> _Set problem_:
Please copy every item below word for word, leaving the pictures out of your answer.

> _Extracted entries_:
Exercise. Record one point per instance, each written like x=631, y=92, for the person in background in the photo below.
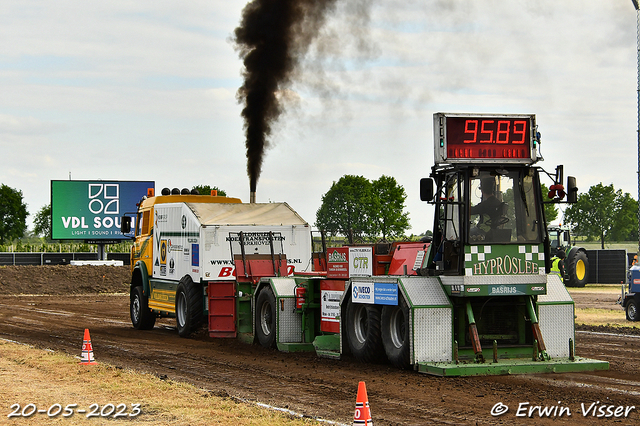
x=557, y=264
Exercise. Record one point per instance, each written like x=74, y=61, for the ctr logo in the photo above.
x=104, y=198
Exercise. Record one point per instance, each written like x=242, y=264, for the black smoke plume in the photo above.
x=272, y=39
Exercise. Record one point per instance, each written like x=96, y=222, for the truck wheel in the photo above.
x=266, y=318
x=142, y=317
x=363, y=332
x=632, y=310
x=577, y=268
x=395, y=334
x=188, y=307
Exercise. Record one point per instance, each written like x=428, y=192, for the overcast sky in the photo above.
x=146, y=90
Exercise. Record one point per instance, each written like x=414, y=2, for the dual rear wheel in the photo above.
x=374, y=333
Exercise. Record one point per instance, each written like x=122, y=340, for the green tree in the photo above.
x=13, y=214
x=550, y=209
x=42, y=222
x=206, y=190
x=346, y=208
x=602, y=213
x=389, y=217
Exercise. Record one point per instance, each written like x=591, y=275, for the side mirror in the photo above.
x=426, y=189
x=125, y=224
x=572, y=190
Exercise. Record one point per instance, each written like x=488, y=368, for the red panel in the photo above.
x=222, y=309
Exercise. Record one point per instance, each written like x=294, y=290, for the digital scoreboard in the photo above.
x=485, y=138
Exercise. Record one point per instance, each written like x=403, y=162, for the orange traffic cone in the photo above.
x=362, y=416
x=87, y=350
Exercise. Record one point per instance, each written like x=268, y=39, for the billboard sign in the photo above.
x=91, y=210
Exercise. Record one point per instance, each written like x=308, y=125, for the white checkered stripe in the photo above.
x=532, y=254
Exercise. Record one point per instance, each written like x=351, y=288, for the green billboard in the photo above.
x=91, y=210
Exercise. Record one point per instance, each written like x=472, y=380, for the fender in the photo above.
x=140, y=277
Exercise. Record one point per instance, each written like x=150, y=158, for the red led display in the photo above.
x=488, y=137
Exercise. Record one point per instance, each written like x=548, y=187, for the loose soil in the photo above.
x=49, y=307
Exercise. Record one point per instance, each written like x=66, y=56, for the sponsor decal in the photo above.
x=195, y=254
x=337, y=256
x=163, y=252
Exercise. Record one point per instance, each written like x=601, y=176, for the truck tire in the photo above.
x=577, y=267
x=188, y=307
x=266, y=318
x=395, y=334
x=363, y=330
x=142, y=317
x=632, y=310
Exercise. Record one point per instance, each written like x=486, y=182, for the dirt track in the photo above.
x=303, y=382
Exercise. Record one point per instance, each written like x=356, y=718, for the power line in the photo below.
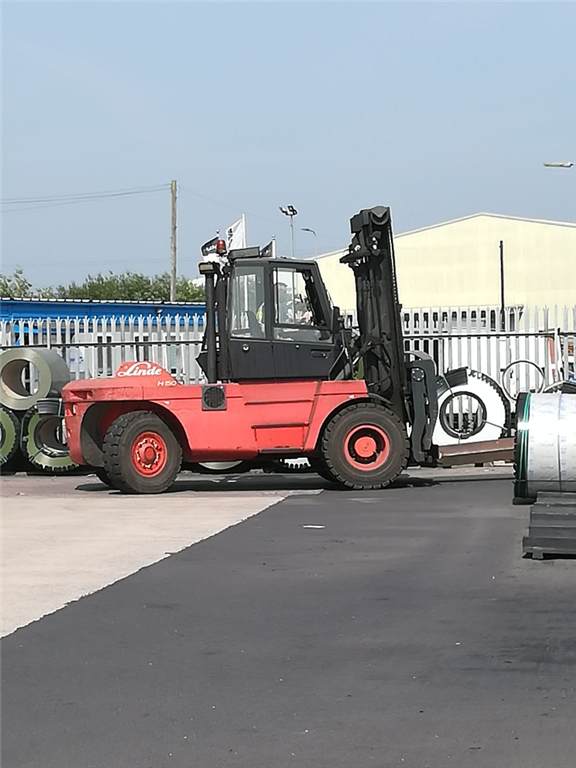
x=53, y=201
x=227, y=205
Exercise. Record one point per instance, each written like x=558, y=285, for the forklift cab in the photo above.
x=280, y=323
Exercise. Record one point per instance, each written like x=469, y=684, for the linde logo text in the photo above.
x=141, y=369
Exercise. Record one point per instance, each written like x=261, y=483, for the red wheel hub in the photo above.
x=366, y=447
x=149, y=453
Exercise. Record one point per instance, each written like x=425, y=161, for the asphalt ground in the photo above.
x=403, y=629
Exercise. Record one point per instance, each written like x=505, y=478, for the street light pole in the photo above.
x=290, y=211
x=307, y=229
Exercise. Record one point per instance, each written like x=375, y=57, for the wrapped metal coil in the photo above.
x=53, y=374
x=472, y=408
x=43, y=442
x=545, y=444
x=9, y=435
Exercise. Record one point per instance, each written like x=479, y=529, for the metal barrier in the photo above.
x=526, y=349
x=96, y=347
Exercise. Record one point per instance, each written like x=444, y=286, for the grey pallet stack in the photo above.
x=552, y=528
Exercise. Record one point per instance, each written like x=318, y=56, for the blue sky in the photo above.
x=439, y=110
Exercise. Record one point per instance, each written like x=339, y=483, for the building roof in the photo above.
x=491, y=216
x=568, y=224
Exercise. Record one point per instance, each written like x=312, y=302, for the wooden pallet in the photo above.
x=552, y=527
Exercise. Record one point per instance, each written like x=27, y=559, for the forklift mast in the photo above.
x=380, y=343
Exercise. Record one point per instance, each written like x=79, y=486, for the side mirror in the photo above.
x=336, y=324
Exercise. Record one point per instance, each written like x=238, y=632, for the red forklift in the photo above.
x=284, y=379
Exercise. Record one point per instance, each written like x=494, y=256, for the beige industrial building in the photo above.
x=457, y=263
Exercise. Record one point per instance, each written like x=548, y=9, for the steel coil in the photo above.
x=15, y=364
x=545, y=444
x=471, y=408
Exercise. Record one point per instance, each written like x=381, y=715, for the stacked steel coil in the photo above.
x=545, y=444
x=31, y=423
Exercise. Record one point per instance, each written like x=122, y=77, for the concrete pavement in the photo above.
x=404, y=630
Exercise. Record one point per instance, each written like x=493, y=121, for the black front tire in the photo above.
x=365, y=446
x=141, y=453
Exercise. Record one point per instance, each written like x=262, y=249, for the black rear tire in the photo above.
x=365, y=446
x=141, y=453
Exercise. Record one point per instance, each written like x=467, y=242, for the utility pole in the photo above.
x=173, y=272
x=502, y=291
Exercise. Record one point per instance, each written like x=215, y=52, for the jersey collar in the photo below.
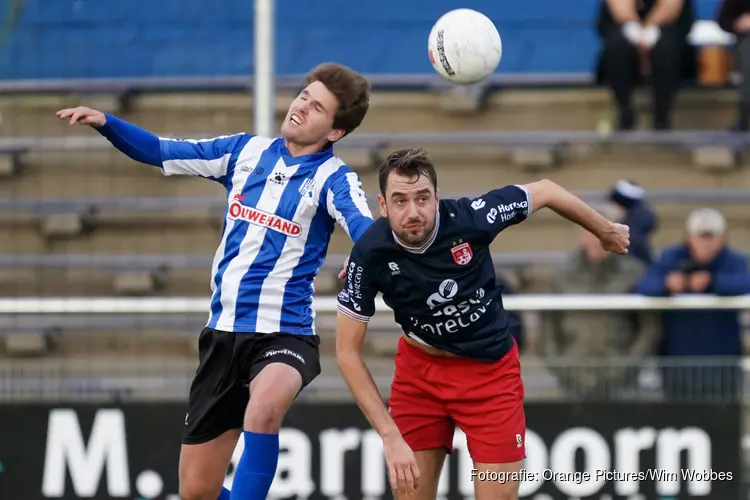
x=427, y=243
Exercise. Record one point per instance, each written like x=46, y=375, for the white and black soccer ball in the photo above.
x=464, y=46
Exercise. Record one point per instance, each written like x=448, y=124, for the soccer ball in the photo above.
x=464, y=46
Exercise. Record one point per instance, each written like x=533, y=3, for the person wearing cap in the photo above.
x=704, y=264
x=588, y=341
x=638, y=215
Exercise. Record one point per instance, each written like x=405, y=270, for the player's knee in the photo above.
x=265, y=419
x=197, y=488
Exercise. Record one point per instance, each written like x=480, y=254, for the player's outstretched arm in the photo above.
x=347, y=203
x=402, y=466
x=545, y=193
x=206, y=158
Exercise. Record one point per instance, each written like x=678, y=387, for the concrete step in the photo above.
x=220, y=113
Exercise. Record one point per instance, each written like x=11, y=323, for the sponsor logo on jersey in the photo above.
x=507, y=212
x=238, y=211
x=462, y=253
x=284, y=352
x=451, y=316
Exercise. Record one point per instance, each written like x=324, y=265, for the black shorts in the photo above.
x=228, y=362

> _Output for this exercise_:
Exercise. Record one point per instance, each written like x=631, y=92, for the person in background in the photo below.
x=557, y=264
Exercise. Record one point per instance, each written like x=74, y=61, for the ctr logo in the photo above.
x=104, y=198
Exercise. Record one point per instance, each written like x=242, y=264, for the black smoke plume in the photo above.
x=272, y=39
Exercise. Record one point per instance, each written like x=96, y=222, for the truck wheel in the photo above.
x=266, y=318
x=142, y=317
x=363, y=332
x=632, y=310
x=577, y=268
x=395, y=334
x=188, y=307
Exercise. Record one point per instance, each written like x=428, y=192, for the overcast sky in the photo above.
x=146, y=90
Exercise. Record one point per instance, each written like x=414, y=2, for the dual rear wheel in the photo above.
x=374, y=333
Exercise. Record one point per instance, each written like x=122, y=340, for the green tree in the photo above.
x=13, y=214
x=550, y=209
x=42, y=222
x=206, y=190
x=346, y=208
x=602, y=213
x=389, y=217
Exercise. Record one point per instance, each written like x=591, y=275, for the side mirror in the photo above.
x=426, y=189
x=125, y=224
x=572, y=190
Exercise. Record one point per instance, each written like x=488, y=368, for the red panel in the photo above.
x=222, y=309
Exercise. Record one point per instance, each written like x=294, y=290, for the digital scoreboard in the photo above.
x=485, y=138
Exercise. Record one point per instance, each written like x=403, y=162, for the orange traffic cone in the photo above.
x=362, y=416
x=87, y=350
Exercise. Record one point per instance, each written like x=268, y=39, for the billboard sign in the photo above.
x=91, y=210
Exercise. Record one point per instance, each written like x=308, y=125, for the white checkered stripe in the photo above.
x=532, y=254
Exercise. Record one point per instance, each written like x=351, y=288, for the green billboard in the photo above.
x=91, y=210
Exercise. Record one point per instance, each written like x=472, y=380, for the fender in the photo above.
x=140, y=277
Exercise. Record one point per instance, each written like x=150, y=158, for the red led display in the photo above.
x=488, y=137
Exercise. Record one point per instance, each written like x=548, y=187, for the loose soil in the photo above.
x=49, y=307
Exercise. Record one point per instance, each written like x=66, y=56, for the sponsor decal in the photo above.
x=195, y=254
x=337, y=256
x=163, y=252
Exercise. Record one point per instance, each written like x=601, y=176, for the truck tire in the photo above.
x=577, y=267
x=188, y=307
x=266, y=318
x=395, y=334
x=363, y=330
x=142, y=317
x=632, y=310
Exercise. Record one point per instance, each written like x=486, y=182, for the dirt track in the photo above.
x=303, y=382
Exercise. Record one point per instance, each written like x=356, y=718, for the power line in the photo below.
x=53, y=201
x=227, y=205
Exercise. Record one point per instance, each written like x=558, y=285, for the forklift cab in the photo above.
x=280, y=323
Exercise. Record one point per instance, each written like x=469, y=684, for the linde logo text in the photo above.
x=141, y=369
Exercise. Record one point per instance, each written like x=261, y=483, for the red wheel hub in the photo above.
x=366, y=447
x=149, y=453
Exercise. Record one point per instance, each written like x=425, y=161, for the asphalt ground in the photo above.
x=403, y=629
Exercise. Record one point per instance, each written like x=505, y=478, for the street light pole in the photo above.
x=290, y=211
x=307, y=229
Exercise. Record one point per instance, each written like x=375, y=57, for the wrapped metal coil in the photo above.
x=53, y=374
x=472, y=408
x=43, y=442
x=545, y=444
x=9, y=435
Exercise. Record one point per instance, each written like x=479, y=529, for the metal barrier in the photo above.
x=526, y=349
x=96, y=347
Exercise. Record one point per instance, each written like x=444, y=286, for the grey pallet stack in the photo above.
x=552, y=528
Exercise. Record one point per instance, each written like x=318, y=56, for the blue sky in the photo above.
x=439, y=110
Exercise. Record one point per instance, each written like x=339, y=483, for the building roof in the photo above.
x=491, y=216
x=568, y=224
Exercise. Record one point per instance, each written like x=312, y=302, for the wooden pallet in the photo above.
x=552, y=527
Exercise. Record one point per instance, each written like x=27, y=559, for the forklift mast in the photo above.
x=380, y=343
Exercise. Record one point per instance, each written like x=79, y=486, for the side mirror in the photo above.
x=336, y=324
Exercise. Record one point per instance, each written like x=238, y=632, for the red forklift in the photo above.
x=284, y=379
Exercise. Record one point per instance, each written like x=494, y=256, for the beige industrial building in the photo above.
x=457, y=263
Exercise. Record one point per instance, each written like x=548, y=9, for the steel coil in the photo above.
x=15, y=364
x=545, y=444
x=471, y=408
Exercise. Record one point per instance, each written like x=381, y=715, for the stacked steel coil in the photo above.
x=545, y=444
x=31, y=423
Exercise. Record one point per instance, each written like x=122, y=77, for the concrete pavement in the photo above.
x=404, y=630
Exercise. Record one point per instance, each written like x=493, y=121, for the black front tire in the photo above.
x=365, y=446
x=141, y=453
Exercise. Record one point per instance, each written like x=262, y=249, for the black rear tire in the photo above.
x=365, y=446
x=141, y=453
Exercise. Record one point per instance, each written like x=467, y=242, for the utility pole in the photo above.
x=173, y=272
x=502, y=291
Exercise. Record one point per instance, each written like x=215, y=52, for the jersey collar in the photo below.
x=427, y=243
Exercise. Record one point per instance, each written like x=46, y=375, for the white and black soccer ball in the photo above.
x=464, y=46
Exercise. Record one point per instance, each written like x=448, y=124, for the soccer ball in the photo above.
x=464, y=46
Exercise. Record one point per instance, each written like x=533, y=3, for the person wearing cap in the photo above.
x=704, y=264
x=588, y=341
x=638, y=215
Exercise. Record one point per instance, each written like x=405, y=270, for the player's knee in the photo above.
x=265, y=419
x=197, y=488
Exercise. Record one point per instance, each written like x=480, y=254, for the player's outstretched arm in the photo above.
x=347, y=203
x=402, y=466
x=545, y=193
x=206, y=158
Exercise. Record one point per instance, each written like x=678, y=387, for the concrete step in the photo above.
x=220, y=113
Exercise. Record one point per instance, each written like x=11, y=323, for the sponsor logo on jersey in the photo above.
x=507, y=212
x=238, y=211
x=462, y=253
x=284, y=352
x=451, y=316
Exercise. Record one point per instance, each written like x=324, y=265, for the black shorts in the photo above.
x=228, y=362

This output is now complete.